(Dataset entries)
▼

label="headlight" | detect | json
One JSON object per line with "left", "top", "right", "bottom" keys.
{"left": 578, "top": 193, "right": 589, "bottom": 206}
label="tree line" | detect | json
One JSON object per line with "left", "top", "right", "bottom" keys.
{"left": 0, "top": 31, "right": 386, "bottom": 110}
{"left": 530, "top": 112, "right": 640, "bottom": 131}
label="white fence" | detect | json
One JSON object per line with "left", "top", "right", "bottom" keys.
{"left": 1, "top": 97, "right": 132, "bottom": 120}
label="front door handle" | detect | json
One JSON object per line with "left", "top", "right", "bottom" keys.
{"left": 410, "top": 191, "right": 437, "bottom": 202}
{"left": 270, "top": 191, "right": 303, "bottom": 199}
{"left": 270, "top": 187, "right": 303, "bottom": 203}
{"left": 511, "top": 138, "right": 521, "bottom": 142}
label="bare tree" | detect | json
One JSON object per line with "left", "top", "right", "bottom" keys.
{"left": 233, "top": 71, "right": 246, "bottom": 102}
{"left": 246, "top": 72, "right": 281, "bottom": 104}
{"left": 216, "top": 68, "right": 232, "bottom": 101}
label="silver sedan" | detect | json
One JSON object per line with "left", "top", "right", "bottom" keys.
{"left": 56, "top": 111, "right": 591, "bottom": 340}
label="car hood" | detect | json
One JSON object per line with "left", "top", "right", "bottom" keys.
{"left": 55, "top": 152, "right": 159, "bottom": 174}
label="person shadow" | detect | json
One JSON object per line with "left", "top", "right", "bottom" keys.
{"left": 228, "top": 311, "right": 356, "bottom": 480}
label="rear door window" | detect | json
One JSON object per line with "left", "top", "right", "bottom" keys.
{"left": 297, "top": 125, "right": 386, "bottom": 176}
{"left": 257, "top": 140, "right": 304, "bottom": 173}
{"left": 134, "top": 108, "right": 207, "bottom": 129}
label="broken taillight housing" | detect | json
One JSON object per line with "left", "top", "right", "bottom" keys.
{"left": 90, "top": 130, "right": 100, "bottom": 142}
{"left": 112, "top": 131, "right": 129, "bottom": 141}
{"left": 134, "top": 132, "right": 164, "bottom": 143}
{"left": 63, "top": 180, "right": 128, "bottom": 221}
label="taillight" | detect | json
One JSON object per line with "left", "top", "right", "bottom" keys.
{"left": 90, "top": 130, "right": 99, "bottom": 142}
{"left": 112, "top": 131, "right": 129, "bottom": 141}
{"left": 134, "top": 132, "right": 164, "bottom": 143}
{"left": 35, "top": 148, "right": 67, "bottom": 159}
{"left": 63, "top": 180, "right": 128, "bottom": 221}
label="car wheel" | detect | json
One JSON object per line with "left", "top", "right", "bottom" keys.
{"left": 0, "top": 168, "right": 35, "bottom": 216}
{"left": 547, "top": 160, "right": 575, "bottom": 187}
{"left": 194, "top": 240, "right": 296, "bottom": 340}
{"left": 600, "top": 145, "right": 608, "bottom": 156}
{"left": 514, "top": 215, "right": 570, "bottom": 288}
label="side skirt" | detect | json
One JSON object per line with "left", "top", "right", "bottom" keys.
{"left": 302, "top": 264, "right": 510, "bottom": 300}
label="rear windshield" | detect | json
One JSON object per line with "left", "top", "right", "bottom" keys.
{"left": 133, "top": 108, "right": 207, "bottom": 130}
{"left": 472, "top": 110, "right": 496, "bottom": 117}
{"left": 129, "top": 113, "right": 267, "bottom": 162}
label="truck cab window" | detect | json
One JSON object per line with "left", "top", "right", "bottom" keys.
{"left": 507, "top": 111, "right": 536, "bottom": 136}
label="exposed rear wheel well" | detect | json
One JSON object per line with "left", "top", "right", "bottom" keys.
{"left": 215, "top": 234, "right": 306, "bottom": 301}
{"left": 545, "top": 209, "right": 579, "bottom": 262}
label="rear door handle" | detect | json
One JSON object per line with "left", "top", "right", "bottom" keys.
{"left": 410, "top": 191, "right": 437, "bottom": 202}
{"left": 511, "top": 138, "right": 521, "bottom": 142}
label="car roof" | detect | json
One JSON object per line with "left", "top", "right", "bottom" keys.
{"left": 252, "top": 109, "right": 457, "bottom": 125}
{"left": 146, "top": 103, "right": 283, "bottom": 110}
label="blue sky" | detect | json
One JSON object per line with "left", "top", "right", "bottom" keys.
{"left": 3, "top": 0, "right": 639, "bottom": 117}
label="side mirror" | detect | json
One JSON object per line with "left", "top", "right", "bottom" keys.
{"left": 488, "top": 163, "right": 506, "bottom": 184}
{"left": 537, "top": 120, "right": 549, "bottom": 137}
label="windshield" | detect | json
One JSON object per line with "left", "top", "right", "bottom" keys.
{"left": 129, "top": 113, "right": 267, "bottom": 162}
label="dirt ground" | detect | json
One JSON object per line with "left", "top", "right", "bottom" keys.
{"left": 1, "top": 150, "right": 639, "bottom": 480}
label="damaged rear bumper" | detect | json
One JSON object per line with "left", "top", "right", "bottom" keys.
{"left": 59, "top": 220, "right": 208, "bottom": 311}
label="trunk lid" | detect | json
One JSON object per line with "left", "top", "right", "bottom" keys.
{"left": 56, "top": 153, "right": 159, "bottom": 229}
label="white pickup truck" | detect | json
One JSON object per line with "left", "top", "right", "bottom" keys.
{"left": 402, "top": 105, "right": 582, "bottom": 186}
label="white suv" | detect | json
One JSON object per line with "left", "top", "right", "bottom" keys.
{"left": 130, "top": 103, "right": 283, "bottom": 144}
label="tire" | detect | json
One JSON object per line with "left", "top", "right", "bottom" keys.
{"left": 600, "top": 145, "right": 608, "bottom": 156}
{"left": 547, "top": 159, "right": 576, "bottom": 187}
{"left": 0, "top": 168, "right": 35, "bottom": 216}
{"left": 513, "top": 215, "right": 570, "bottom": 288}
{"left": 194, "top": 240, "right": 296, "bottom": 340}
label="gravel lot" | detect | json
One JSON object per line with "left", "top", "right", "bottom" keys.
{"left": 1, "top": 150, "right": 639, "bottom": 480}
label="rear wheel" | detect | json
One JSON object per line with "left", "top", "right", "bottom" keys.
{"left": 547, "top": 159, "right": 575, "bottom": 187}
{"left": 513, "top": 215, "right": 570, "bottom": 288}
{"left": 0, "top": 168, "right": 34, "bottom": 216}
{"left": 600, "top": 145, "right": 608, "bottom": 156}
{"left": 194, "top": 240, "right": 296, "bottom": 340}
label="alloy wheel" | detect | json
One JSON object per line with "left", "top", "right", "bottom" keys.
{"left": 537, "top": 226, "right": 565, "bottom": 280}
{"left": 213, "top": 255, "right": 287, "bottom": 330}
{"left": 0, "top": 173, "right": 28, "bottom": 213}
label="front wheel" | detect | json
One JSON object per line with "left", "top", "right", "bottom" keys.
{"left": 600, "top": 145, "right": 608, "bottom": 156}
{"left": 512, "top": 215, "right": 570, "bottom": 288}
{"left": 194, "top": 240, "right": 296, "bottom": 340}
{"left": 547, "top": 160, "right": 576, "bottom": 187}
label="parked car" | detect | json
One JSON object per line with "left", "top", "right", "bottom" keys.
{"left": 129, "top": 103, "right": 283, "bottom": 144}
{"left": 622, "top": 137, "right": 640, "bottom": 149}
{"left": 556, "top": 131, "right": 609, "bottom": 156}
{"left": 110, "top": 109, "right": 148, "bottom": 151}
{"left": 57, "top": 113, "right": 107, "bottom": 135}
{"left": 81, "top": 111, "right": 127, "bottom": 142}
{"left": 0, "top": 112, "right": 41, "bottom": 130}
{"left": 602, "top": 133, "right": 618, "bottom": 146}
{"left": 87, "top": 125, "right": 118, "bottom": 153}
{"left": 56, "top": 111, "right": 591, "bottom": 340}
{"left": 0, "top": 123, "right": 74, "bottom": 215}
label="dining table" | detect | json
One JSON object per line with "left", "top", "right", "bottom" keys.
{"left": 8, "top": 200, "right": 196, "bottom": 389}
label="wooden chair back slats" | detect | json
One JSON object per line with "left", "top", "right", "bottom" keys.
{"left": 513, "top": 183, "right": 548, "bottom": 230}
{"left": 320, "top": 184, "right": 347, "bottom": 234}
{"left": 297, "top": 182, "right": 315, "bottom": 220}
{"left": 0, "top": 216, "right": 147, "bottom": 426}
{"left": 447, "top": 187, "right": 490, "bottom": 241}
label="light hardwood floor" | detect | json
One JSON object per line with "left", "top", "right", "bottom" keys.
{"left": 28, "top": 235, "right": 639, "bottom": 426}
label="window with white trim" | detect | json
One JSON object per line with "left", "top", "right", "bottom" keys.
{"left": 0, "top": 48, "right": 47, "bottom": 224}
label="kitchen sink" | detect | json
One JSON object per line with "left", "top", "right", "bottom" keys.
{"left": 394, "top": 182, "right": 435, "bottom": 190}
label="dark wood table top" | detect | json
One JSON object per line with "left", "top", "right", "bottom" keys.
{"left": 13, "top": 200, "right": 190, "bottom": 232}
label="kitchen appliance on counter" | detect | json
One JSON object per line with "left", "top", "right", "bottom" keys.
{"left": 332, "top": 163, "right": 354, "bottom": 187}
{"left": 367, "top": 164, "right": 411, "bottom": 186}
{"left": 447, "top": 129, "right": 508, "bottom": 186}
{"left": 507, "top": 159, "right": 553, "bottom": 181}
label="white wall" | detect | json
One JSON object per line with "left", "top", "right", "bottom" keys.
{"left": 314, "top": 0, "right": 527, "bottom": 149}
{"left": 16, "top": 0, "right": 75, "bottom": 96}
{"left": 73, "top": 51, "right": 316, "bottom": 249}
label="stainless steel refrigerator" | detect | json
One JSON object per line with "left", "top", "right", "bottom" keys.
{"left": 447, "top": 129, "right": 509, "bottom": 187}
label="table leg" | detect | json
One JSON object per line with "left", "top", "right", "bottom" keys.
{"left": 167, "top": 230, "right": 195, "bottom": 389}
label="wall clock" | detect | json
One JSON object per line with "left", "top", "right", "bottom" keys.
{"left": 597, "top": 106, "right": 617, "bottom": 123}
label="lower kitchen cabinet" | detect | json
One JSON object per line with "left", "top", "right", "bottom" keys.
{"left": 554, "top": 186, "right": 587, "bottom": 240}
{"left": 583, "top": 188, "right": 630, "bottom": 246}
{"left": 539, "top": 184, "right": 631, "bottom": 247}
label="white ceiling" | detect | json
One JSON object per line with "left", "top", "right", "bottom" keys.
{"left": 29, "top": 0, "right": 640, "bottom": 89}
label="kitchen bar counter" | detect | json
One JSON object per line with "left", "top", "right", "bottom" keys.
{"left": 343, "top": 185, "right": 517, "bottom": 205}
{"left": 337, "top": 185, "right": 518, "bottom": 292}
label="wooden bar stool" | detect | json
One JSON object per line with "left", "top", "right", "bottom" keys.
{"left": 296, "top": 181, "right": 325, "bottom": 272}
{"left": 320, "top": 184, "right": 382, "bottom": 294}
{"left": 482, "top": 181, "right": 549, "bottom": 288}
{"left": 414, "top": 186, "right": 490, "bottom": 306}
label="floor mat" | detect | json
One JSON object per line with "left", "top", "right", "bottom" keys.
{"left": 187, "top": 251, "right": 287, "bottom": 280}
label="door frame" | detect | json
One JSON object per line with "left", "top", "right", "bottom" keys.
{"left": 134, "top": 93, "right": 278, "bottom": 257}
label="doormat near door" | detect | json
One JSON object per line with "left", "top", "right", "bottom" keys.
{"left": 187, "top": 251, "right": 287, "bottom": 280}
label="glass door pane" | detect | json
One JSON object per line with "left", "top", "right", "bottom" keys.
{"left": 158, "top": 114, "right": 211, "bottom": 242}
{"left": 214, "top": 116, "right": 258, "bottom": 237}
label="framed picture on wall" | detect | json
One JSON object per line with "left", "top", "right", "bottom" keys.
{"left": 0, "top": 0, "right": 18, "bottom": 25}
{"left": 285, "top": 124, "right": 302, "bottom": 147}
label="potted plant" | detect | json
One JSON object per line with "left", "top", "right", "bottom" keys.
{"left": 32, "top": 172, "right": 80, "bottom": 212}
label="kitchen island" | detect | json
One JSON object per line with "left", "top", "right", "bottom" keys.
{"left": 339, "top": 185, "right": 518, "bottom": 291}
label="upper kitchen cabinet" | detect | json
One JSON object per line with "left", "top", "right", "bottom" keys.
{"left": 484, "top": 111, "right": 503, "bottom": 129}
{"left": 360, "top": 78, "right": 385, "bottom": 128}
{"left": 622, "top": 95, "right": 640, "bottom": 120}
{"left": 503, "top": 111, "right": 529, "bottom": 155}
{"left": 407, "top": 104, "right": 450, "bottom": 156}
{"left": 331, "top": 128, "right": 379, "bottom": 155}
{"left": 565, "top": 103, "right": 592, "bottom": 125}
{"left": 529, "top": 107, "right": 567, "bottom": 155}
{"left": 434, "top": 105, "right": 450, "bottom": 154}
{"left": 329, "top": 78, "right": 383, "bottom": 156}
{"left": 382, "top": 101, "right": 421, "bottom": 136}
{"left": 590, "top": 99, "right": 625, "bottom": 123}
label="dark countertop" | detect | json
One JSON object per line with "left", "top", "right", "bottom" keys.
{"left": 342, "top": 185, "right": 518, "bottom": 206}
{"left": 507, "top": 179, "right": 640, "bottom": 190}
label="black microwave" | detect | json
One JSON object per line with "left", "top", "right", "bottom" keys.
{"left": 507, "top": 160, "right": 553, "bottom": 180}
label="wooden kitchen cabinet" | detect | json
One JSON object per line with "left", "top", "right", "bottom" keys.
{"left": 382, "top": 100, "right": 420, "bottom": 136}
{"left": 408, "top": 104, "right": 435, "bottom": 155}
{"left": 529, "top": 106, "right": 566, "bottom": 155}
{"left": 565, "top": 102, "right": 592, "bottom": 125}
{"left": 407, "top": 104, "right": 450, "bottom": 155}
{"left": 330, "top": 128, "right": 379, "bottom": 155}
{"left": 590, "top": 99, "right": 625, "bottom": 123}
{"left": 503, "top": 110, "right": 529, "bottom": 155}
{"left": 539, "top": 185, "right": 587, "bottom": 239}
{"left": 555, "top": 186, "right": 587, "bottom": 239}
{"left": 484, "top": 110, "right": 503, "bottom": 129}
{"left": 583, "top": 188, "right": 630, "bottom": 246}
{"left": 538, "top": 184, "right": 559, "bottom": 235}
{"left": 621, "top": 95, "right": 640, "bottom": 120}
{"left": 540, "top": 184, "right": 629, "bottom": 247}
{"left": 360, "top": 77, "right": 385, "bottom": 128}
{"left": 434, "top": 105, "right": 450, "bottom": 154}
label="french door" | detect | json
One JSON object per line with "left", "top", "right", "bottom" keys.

▲

ACTIVITY - Please show all lines from the entries that contain the word "wheel".

EXERCISE RESULT -
label="car wheel" | detect | json
label="exposed rear wheel well" | detect | json
label="rear wheel" | detect | json
label="alloy wheel" | detect | json
label="front wheel" | detect | json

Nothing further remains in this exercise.